╭─ Records for processing

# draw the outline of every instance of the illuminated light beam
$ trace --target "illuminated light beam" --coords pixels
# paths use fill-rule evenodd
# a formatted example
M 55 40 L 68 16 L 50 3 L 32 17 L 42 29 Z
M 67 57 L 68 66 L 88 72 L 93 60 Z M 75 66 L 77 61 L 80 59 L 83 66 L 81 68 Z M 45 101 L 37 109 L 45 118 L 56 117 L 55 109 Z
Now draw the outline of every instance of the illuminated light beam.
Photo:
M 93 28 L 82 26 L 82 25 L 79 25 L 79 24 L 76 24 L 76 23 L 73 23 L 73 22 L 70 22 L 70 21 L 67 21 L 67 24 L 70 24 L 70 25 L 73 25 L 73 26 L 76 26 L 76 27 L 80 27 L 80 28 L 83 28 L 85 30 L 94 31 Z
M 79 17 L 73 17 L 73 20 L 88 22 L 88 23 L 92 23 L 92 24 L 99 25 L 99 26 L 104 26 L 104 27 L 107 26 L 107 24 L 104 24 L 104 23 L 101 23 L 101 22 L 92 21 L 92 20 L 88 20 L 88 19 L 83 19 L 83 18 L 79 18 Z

╰─

→ Goal
Rewrite every line of the items above as a JSON list of strings, one string per line, leaving out any blank lines.

→ Solution to this task
[
  "# draw the outline of every instance of the illuminated light beam",
  "$ trace --target \"illuminated light beam\" --coords pixels",
  "# paths use fill-rule evenodd",
  "# a formatted example",
  "M 55 40 L 68 16 L 50 3 L 32 17 L 42 29 Z",
  "M 67 57 L 68 66 L 88 72 L 93 60 Z M 75 66 L 77 61 L 80 59 L 83 66 L 81 68 Z M 45 101 L 37 109 L 45 118 L 56 117 L 55 109 Z",
  "Now draw the outline of every instance of the illuminated light beam.",
  "Photo:",
  "M 93 28 L 82 26 L 82 25 L 79 25 L 79 24 L 76 24 L 76 23 L 73 23 L 73 22 L 70 22 L 70 21 L 67 21 L 67 24 L 70 24 L 70 25 L 73 25 L 73 26 L 76 26 L 76 27 L 80 27 L 80 28 L 83 28 L 85 30 L 94 31 Z",
  "M 79 17 L 73 17 L 73 20 L 88 22 L 88 23 L 92 23 L 92 24 L 99 25 L 99 26 L 104 26 L 104 27 L 107 26 L 107 24 L 104 24 L 104 23 L 101 23 L 101 22 L 92 21 L 92 20 L 88 20 L 88 19 L 83 19 L 83 18 L 79 18 Z"
]